_What you are asked to do_
Your task is to restate the data word for word.

··· Records provided

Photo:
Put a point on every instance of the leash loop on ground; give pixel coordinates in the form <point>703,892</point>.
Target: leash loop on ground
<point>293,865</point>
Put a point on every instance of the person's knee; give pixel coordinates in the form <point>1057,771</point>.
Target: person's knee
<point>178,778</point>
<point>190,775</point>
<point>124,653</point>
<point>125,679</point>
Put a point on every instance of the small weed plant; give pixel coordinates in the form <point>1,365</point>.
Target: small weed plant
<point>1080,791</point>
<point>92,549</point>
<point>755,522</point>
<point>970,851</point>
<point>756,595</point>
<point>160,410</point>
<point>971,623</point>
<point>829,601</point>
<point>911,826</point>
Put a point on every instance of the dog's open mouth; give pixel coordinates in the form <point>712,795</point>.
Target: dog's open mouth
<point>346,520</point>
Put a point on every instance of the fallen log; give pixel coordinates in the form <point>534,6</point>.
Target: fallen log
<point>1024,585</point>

······

_Result_
Photo:
Put a point on every instance of the leash loop on ground; give pixel coordinates in the form <point>703,892</point>.
Target: leash loop on ground
<point>293,865</point>
Put a point on every instance of the person's knee; give pixel coordinates in the form <point>1057,771</point>.
Target: person's knee
<point>178,778</point>
<point>190,775</point>
<point>124,653</point>
<point>125,679</point>
Put a point on every instance of the small weed plant; give pixel coordinates in the form <point>1,365</point>.
Target: small weed plant
<point>1080,791</point>
<point>92,549</point>
<point>755,522</point>
<point>970,851</point>
<point>756,595</point>
<point>160,410</point>
<point>971,623</point>
<point>829,601</point>
<point>911,826</point>
Put a point on every instance of the dog's open mouth; give pixel coordinates in the form <point>712,795</point>.
Target: dog's open mouth
<point>346,520</point>
Put a point on every instance of the fallen log; give pixel coordinates in the form <point>534,6</point>.
Target: fallen log
<point>1024,585</point>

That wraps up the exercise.